→ **Texto fornecido**
====
Reparem que Lorenzoni desloca o argumento que em alguns casos é válido. Vou dar exemplo citando uma anedota. Um vereador teria pedido fechamento de fronteira com cidade vizinha que estava com surto de dengue ao que outro edil retrucou que só faltava combinar com os mosquitos para respeitarem a barreira. No caso o vetor da dengue é o Aedes aegypti.

A premissa é falsa, derruba a lógica argumentativa, mas a rede de WhatsApp logo fornecerá uma chuva de estudos que comprovam a transmissão por mosquitos e assim o círculo semântico se fecha. Não é tao difícil imaginar isso, pois já circulam até estudos demonstrando a transmissão do vírus por ondas emitidas por antenas 5G. Loucura? Não. Somente guerra cultural e manipulação de massa em curso.

 Enquanto isso a pandemia:

São Paulo volta a bater mais um infeliz recorde da pandemia com 1.193 registros de óbitos elevando a média móvel de mortes para 557 que é praticamente o dobro do pior registro da primeira onda. Minas Gerais e Rio Grande do Sul também tiveram hoje o segundo pior (maior) registro de óbitos da pandemia.

Estão agindo de forma complementar dois determinantes, a mortalidade da doença que é alta e pode estar maior por conta das variantes, e o outro determinante é o colapso na assistência, com gente morrendo antes de ter acesso a UTI ou mesmo a um leito hospitalar.

Um fator que poderia impactar positivamente os dados de óbitos é a campanha de vacinação que iniciou-se a 66 dias. Possivelmente vidas já fora salvas, mas menos do que poderia se o ritmo da vacinação não fosse tão lento. Até o momento contabilizamos 14.571.283 (7%) vacinados, com 4.609.851(2,2%) segundas doses aplicadas.

Outra fator que diminui a eficácia da vacinação para a derrubada da curva de óbitos é que a faixa etária atendida ainda é dos muito idosos, acima de 75 anos, que de fato tem a letalidade maior mas representa um percentual menor de atingidos e mortos, principalmente pelo fato de que uma das características da segunda onda é o aumento da mortalidade dos mais jovens.
====
→ **Dados extraídos**

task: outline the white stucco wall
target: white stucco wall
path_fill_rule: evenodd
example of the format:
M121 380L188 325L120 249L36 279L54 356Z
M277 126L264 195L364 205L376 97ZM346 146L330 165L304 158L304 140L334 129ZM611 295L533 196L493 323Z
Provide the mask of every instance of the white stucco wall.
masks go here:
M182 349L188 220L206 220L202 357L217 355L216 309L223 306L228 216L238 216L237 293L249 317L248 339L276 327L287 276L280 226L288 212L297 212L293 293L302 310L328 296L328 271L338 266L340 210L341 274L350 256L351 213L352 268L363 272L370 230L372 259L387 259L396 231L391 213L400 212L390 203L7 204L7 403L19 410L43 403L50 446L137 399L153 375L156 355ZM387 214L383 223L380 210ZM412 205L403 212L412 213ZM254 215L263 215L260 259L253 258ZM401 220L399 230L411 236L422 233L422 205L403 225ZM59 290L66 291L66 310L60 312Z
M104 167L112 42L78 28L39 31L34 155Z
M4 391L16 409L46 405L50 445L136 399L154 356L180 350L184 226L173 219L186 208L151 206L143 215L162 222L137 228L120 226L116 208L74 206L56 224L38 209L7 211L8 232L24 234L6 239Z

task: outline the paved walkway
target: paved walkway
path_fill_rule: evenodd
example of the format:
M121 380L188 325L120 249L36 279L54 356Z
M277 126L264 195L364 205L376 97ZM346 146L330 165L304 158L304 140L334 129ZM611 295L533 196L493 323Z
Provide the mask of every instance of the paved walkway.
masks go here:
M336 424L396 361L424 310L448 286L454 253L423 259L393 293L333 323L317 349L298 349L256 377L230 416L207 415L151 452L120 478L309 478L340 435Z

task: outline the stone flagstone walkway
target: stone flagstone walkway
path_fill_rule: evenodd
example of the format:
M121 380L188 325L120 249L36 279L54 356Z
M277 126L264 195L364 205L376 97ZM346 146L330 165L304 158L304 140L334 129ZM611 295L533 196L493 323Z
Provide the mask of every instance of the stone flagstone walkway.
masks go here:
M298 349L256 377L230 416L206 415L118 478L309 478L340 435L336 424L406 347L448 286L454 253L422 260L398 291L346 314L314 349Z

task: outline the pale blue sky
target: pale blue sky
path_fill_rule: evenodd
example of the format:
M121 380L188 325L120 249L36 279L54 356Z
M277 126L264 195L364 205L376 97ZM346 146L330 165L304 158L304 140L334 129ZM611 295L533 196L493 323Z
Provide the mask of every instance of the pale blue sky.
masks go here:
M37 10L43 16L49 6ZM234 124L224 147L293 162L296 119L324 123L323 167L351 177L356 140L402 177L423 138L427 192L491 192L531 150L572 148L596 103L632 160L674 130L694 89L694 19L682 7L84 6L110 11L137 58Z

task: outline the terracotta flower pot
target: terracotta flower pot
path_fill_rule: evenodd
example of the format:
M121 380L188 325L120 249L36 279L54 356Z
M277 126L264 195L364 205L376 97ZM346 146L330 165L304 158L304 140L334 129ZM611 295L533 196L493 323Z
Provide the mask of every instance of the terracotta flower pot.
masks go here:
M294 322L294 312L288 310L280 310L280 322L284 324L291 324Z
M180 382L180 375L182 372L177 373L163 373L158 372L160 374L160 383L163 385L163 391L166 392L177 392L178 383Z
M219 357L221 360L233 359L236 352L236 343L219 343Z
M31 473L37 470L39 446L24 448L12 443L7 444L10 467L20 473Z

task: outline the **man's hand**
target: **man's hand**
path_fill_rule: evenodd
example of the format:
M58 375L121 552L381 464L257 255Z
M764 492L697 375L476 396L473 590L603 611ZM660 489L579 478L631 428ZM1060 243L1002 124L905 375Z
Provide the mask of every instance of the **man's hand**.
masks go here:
====
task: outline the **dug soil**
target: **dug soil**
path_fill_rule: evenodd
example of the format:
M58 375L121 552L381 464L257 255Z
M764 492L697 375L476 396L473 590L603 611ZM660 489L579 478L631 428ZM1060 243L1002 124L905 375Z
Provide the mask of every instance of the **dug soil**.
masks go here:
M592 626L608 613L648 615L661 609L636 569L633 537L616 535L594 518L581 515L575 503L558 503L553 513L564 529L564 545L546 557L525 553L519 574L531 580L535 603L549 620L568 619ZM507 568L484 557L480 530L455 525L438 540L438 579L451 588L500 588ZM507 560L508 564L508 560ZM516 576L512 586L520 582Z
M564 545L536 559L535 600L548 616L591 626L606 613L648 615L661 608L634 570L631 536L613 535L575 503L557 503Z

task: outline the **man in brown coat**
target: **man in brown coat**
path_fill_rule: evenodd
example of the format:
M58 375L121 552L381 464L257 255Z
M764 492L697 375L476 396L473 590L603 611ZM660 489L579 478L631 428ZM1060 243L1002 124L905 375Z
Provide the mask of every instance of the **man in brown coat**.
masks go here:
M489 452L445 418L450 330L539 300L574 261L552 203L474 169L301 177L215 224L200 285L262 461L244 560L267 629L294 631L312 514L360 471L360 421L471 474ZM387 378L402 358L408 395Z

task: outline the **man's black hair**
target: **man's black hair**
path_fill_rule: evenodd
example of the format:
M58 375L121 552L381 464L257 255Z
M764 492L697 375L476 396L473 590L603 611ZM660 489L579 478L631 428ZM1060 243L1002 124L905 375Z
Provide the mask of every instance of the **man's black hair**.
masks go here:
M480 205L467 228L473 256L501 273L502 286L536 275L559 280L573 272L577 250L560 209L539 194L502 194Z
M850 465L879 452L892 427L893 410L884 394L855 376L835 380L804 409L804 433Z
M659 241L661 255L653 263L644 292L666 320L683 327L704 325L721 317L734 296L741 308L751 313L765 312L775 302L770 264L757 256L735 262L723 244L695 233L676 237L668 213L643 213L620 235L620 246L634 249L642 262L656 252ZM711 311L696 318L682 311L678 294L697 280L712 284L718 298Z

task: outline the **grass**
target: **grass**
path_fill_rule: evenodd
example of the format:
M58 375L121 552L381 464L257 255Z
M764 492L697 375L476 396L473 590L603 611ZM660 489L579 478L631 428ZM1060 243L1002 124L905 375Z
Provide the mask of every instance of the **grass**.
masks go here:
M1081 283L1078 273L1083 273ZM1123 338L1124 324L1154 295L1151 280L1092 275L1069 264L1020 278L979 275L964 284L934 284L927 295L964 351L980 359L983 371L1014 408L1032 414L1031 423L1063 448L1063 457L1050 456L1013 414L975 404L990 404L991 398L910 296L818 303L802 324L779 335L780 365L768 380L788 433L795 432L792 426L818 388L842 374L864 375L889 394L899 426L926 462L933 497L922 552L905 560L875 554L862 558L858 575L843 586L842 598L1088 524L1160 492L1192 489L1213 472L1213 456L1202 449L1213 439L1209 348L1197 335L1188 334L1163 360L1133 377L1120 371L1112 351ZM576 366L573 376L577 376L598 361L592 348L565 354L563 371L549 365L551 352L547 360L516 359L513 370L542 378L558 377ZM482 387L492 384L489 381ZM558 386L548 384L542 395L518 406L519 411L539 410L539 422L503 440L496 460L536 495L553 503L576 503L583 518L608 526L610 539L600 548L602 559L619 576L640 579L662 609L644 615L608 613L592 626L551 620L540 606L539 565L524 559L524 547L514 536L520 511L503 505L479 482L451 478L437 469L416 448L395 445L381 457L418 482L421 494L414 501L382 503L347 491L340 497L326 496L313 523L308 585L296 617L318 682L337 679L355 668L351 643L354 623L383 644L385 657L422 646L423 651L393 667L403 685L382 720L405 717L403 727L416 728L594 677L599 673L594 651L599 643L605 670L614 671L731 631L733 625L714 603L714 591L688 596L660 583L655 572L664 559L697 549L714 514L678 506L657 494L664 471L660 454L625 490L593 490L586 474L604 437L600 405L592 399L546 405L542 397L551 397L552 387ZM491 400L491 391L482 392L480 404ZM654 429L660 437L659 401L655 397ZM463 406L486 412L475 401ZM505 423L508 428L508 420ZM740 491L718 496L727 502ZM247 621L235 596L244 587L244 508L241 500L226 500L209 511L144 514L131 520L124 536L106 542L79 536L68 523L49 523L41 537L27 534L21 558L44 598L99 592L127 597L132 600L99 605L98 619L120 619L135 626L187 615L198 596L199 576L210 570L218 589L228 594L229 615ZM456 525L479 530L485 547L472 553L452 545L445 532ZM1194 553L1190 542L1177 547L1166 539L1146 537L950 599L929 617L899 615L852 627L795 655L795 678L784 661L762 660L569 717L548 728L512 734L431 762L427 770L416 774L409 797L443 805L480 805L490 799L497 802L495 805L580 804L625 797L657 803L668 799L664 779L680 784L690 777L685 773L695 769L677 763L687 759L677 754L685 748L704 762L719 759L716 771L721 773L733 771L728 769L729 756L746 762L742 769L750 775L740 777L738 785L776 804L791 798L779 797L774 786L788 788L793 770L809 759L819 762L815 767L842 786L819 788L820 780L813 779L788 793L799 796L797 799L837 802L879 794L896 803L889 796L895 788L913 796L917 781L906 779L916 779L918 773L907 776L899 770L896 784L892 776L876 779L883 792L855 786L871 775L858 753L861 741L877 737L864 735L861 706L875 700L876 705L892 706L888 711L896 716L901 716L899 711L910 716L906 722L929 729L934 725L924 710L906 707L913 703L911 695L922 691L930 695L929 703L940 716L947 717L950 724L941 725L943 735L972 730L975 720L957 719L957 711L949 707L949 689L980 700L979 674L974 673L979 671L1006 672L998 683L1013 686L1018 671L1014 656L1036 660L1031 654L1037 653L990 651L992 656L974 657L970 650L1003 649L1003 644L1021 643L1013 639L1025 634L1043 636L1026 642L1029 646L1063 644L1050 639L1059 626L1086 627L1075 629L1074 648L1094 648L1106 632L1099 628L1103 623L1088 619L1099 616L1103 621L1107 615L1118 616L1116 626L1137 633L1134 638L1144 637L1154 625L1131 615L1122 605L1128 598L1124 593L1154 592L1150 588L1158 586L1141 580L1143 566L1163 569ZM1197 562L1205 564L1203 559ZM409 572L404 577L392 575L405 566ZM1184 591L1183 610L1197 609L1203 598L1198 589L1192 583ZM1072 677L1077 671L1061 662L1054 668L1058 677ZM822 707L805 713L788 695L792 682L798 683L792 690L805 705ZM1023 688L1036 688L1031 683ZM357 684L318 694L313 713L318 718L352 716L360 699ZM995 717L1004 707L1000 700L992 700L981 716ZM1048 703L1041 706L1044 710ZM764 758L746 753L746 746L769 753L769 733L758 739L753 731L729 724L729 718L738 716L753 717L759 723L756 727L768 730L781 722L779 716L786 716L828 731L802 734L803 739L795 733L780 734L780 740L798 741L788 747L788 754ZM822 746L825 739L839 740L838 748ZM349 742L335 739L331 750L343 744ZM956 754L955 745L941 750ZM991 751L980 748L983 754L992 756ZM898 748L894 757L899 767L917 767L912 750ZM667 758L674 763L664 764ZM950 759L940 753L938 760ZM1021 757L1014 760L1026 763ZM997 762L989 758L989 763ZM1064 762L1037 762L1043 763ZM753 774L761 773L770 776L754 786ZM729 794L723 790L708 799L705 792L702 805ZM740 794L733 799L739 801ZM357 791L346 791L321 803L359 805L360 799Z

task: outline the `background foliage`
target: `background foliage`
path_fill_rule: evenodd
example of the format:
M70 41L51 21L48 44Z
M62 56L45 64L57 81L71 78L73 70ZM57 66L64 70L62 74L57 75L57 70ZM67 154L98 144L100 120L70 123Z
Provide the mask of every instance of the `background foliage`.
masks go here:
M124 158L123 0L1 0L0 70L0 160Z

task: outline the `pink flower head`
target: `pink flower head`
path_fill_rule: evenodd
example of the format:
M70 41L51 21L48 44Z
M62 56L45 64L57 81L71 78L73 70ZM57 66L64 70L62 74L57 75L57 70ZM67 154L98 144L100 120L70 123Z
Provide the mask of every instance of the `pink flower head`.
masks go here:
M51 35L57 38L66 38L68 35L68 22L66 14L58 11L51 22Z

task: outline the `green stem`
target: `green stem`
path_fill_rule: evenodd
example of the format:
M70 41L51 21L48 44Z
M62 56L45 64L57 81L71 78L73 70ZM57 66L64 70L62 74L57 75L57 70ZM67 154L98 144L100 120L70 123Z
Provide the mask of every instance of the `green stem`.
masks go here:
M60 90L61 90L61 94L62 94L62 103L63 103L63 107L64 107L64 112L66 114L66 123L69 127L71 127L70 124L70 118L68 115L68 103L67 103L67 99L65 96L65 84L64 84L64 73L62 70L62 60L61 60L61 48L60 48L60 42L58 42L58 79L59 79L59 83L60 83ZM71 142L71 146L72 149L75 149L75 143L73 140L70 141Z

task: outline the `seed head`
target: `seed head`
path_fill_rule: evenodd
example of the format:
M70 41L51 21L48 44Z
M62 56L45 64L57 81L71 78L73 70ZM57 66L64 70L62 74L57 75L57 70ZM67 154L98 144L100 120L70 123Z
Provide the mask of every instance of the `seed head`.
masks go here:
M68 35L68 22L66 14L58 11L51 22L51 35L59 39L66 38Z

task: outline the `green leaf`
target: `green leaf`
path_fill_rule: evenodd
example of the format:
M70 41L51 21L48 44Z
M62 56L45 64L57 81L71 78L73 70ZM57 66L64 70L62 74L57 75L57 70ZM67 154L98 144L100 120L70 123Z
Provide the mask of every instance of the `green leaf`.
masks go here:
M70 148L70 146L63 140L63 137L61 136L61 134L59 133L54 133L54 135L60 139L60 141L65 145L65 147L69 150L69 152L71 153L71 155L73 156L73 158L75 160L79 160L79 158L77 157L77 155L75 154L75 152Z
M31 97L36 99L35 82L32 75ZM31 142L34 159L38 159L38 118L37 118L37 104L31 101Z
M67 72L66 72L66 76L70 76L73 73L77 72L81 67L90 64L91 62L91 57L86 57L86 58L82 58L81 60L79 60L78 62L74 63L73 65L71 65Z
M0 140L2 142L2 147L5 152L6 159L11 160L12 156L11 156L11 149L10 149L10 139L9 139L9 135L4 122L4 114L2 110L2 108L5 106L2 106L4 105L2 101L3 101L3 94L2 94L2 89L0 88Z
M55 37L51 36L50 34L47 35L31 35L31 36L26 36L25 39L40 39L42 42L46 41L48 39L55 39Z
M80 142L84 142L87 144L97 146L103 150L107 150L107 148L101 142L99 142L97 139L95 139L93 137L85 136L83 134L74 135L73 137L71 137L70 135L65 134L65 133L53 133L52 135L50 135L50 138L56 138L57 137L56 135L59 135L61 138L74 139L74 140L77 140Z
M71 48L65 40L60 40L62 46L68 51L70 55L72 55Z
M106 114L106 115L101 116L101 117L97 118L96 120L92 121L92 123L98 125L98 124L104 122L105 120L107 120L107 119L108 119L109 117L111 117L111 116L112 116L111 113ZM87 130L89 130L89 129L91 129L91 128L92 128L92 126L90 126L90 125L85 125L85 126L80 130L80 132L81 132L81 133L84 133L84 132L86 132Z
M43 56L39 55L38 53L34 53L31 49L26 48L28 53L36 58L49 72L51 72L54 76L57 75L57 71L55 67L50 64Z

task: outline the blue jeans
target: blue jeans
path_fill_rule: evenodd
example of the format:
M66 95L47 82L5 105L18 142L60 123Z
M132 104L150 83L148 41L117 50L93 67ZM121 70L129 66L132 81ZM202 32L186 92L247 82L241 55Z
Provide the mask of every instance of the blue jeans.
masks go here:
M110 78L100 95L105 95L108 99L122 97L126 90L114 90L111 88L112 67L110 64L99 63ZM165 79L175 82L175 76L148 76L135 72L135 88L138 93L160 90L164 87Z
====
→ **Objetivo da tarefa**
Segundo o texto fornecido, com quantos registros de óbitos São Paulo bateu mais um recorde da pandemia? Os dados são um material à parte, sem ligação com o texto fornecido.

→ **Resultado da tarefa**
Com 1.193 registros de óbitos.